_OBJECTIF_
Reproduisez fidèlement, dans le texte sur les plateformes d'intermédiation du transport routier, le passage qui va de « Alors qu’Élisabeth Borne » jusqu'à « conflit de générations. ».

_TEXTE À LIRE_
--------

Alors qu’Élisabeth Borne les considère à la fois sources de nouveaux risques mais aussi opportunités d’accès à de nouveaux marchés pour les PME, les débats sur l’impact des plateformes d’intermédiation dans le transport routier de marchandises tournent souvent à un conflit de générations.
L’atelier « Anticiper l’évolution des métiers et des compétences » lors du 17e congrès de l’OTRE n’y a pas échappé. D’un côté, Albert Meige, à peine la trentaine et P-dg de Presans, annonce, avec aplomb, la fin des organisations actuelles dans le transport routier. « La stratégie des acteurs numériques est d’analyser les chaînes de valeur, de capturer la relation client et les marges associées ». D’autres avancent selon une logique de plateforme collaborative dont ils guident le cap tout en retirant les bénéfices d’innovations développées par d’autres ; cas par exemple des « stores » proposés par Apple ou des plateformes créées par Tesla ou General Electric (Predix).
Il est probable que ce scénario se réalise à terme dans le transport routier. L’accélérateur de ce mouvement appartient sans doute aux chargeurs et aux nouvelles générations d’acheteurs et/ou responsables transport au sein de ces derniers. Ces plateformes ne fonctionnent en effet qu’à la condition qu’il y ait une demande…et une offre. « Nous appelons les transporteurs à ne pas adhérer à ces plateformes au risque de perdre la maîtrise de la relation client, des prix et de la valeur générée », met d’ailleurs en garde Jean-Marc Rivera, secrétaire général de l’OTRE. De bon sens, cet appel retardera au mieux la transition en cours au regard de la concentration des acteurs du transport et de l’augmentation de la sous-traitance qui en découle.
Placé sous le thème « PME du transport routier : innover ou mourir », le congrès de l’OTRE n’a pas caché les risques qui pèsent sur la profession. Le transport sans valeur ajoutée ou banalisé échappe déjà pour une grande part aux PME et TPE du secteur. Les plateformes d’intermédiation accentueront ce constat. À l’inverse, la prestation avec valeur ajoutée et de proximité permettant de se démarquer et de défendre ses marges a toujours de l’avenir.

--------

_LISTE DES ENTRÉES_

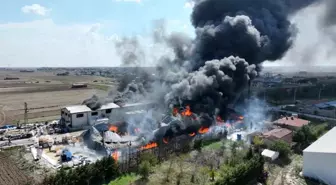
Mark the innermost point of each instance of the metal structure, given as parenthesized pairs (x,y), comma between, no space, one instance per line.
(25,113)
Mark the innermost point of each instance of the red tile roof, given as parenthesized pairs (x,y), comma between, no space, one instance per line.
(292,121)
(278,133)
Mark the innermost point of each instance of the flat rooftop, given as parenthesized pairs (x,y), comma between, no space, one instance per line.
(78,109)
(324,144)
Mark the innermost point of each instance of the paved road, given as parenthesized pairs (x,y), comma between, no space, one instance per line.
(278,109)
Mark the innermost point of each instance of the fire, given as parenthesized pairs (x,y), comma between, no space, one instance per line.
(165,140)
(192,134)
(115,156)
(219,119)
(175,111)
(136,130)
(203,130)
(187,111)
(149,146)
(113,129)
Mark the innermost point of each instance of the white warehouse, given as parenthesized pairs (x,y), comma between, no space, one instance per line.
(319,159)
(81,116)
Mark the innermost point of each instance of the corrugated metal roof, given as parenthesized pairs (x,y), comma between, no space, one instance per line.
(78,108)
(109,106)
(278,133)
(324,144)
(292,121)
(326,104)
(136,104)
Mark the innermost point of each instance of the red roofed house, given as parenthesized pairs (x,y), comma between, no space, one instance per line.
(278,134)
(292,123)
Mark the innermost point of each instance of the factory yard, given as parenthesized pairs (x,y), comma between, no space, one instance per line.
(45,93)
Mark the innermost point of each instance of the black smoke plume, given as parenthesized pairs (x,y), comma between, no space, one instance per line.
(233,38)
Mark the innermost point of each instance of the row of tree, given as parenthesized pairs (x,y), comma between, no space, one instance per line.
(244,172)
(100,172)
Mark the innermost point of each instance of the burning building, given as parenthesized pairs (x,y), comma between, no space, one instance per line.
(82,116)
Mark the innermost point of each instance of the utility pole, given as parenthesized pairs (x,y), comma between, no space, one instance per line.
(26,113)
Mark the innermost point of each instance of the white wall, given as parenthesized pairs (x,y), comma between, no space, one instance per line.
(66,115)
(80,122)
(320,166)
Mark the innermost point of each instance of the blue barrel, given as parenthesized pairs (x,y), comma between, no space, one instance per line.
(238,137)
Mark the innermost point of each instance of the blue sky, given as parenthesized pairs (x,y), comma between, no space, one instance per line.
(72,33)
(82,33)
(126,17)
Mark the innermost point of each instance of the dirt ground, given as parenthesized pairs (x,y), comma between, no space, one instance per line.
(288,174)
(44,98)
(17,167)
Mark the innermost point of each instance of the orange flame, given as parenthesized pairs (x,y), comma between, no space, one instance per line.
(137,130)
(192,134)
(165,140)
(115,156)
(187,111)
(113,129)
(149,146)
(175,111)
(203,130)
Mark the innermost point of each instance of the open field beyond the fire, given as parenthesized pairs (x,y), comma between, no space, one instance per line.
(45,94)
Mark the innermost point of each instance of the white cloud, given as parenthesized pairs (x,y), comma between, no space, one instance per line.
(136,1)
(44,43)
(35,9)
(312,46)
(189,4)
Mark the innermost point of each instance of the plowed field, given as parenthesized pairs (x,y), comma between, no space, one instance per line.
(10,174)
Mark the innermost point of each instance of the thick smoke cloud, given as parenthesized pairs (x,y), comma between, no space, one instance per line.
(329,17)
(233,38)
(131,52)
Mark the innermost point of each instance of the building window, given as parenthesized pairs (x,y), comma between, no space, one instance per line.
(79,115)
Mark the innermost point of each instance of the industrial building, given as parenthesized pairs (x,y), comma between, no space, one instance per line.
(81,116)
(319,159)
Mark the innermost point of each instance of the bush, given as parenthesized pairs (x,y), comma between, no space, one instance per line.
(282,147)
(96,173)
(242,173)
(144,169)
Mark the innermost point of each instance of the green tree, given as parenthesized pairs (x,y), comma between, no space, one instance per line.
(144,169)
(304,137)
(282,147)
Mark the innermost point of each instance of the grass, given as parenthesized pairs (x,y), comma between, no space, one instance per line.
(216,145)
(125,180)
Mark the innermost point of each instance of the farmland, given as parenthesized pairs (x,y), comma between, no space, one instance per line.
(45,93)
(10,173)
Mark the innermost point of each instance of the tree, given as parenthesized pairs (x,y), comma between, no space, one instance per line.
(144,169)
(258,142)
(304,136)
(282,147)
(233,148)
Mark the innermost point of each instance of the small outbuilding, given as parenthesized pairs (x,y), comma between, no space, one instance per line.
(269,154)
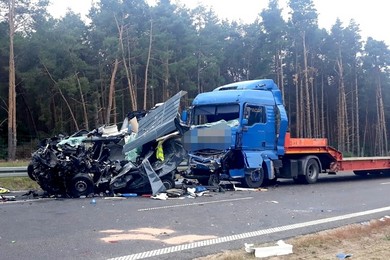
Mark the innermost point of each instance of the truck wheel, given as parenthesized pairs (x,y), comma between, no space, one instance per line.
(81,185)
(253,179)
(30,172)
(360,173)
(311,172)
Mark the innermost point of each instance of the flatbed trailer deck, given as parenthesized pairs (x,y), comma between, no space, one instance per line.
(319,146)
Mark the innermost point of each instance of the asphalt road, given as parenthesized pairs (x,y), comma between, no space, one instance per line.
(137,228)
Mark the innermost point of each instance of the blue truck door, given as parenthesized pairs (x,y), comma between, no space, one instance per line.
(258,128)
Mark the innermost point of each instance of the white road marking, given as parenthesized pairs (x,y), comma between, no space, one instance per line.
(262,232)
(194,204)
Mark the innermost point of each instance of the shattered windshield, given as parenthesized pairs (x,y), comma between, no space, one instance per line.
(214,113)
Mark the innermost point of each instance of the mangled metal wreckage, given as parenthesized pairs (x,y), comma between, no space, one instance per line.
(141,157)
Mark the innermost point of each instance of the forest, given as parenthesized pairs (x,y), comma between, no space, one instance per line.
(63,75)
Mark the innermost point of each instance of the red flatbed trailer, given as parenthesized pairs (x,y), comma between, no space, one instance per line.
(320,148)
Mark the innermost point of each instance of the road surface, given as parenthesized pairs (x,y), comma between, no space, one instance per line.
(138,228)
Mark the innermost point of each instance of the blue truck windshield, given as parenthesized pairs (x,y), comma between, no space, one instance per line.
(214,113)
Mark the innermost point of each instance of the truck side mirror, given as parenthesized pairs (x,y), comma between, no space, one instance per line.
(184,116)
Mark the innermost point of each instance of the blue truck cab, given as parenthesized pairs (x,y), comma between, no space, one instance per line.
(237,133)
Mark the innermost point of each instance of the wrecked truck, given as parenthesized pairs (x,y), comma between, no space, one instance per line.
(237,133)
(142,157)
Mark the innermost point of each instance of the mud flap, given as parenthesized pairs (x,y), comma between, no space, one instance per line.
(155,181)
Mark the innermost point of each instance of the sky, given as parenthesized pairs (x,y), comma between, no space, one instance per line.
(372,15)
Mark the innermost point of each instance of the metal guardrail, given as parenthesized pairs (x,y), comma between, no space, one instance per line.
(20,171)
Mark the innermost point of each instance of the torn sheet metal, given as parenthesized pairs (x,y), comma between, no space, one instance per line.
(160,121)
(216,136)
(155,181)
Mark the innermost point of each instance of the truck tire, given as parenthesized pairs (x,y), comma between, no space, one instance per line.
(253,178)
(168,182)
(312,170)
(81,185)
(360,173)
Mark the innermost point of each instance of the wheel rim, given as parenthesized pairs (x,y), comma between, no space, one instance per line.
(81,186)
(255,176)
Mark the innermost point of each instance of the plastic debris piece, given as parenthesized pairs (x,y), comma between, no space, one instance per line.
(174,193)
(248,189)
(249,248)
(343,256)
(127,195)
(114,198)
(160,196)
(7,198)
(4,190)
(281,248)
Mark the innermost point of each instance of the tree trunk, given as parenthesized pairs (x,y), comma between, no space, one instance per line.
(147,65)
(133,94)
(85,116)
(111,92)
(306,98)
(381,120)
(12,86)
(357,120)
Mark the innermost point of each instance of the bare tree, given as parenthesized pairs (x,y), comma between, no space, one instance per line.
(147,64)
(12,86)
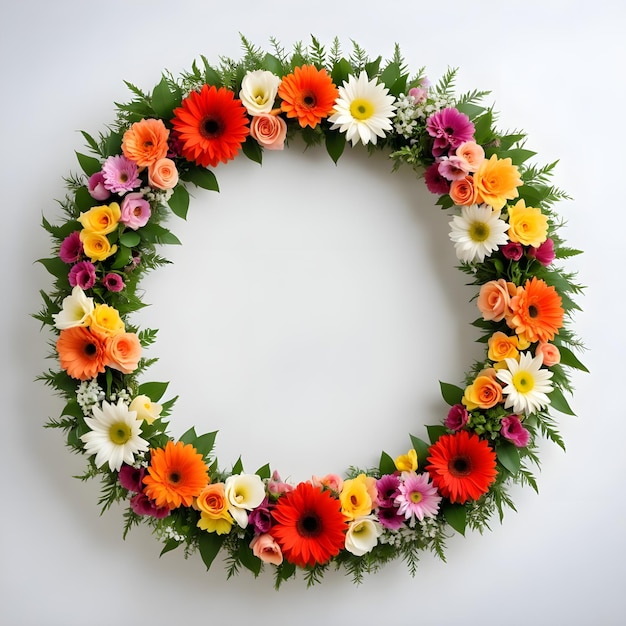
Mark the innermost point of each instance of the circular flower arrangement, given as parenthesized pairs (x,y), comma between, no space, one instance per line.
(503,231)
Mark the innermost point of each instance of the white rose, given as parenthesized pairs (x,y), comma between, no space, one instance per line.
(258,91)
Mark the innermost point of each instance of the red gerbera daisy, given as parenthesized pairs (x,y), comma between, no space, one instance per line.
(462,466)
(211,126)
(308,94)
(310,527)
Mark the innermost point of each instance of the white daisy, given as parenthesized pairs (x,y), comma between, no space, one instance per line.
(114,436)
(76,310)
(526,384)
(363,109)
(477,232)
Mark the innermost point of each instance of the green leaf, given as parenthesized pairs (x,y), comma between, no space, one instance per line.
(209,545)
(201,177)
(508,456)
(252,150)
(179,201)
(335,144)
(558,401)
(154,391)
(386,464)
(90,165)
(451,393)
(456,516)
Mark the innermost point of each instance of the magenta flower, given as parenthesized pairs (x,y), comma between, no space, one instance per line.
(435,182)
(512,250)
(418,497)
(457,417)
(544,253)
(96,187)
(71,248)
(450,128)
(142,505)
(131,478)
(513,430)
(120,174)
(113,282)
(83,274)
(135,211)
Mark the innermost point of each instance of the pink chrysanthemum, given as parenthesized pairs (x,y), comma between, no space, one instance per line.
(418,497)
(120,174)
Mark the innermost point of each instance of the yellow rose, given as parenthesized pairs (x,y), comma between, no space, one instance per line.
(407,462)
(97,247)
(501,347)
(105,320)
(527,225)
(356,496)
(101,220)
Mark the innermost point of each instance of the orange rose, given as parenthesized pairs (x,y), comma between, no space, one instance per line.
(484,393)
(462,191)
(123,352)
(494,299)
(163,174)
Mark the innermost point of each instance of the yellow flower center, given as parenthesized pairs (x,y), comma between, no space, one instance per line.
(479,231)
(361,109)
(119,433)
(523,381)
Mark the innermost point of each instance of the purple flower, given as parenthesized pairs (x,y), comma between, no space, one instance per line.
(450,128)
(261,518)
(71,248)
(120,174)
(512,250)
(142,505)
(389,517)
(457,417)
(96,187)
(113,282)
(513,430)
(435,182)
(135,211)
(544,253)
(83,274)
(387,487)
(131,478)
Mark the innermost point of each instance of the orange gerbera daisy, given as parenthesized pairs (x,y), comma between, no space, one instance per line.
(462,466)
(310,527)
(145,142)
(536,311)
(176,475)
(82,354)
(308,94)
(211,125)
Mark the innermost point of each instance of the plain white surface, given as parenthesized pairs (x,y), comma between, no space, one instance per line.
(311,311)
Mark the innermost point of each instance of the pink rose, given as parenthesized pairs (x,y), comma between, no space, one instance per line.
(269,130)
(163,174)
(265,548)
(135,211)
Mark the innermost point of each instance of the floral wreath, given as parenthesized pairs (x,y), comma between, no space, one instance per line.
(505,237)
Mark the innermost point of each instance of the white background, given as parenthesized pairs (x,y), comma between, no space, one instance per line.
(311,312)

--------

_CORRIGÉ_
Alors qu’Élisabeth Borne les considère à la fois sources de nouveaux risques mais aussi opportunités d’accès à de nouveaux marchés pour les PME, les débats sur l’impact des plateformes d’intermédiation dans le transport routier de marchandises tournent souvent à un conflit de générations.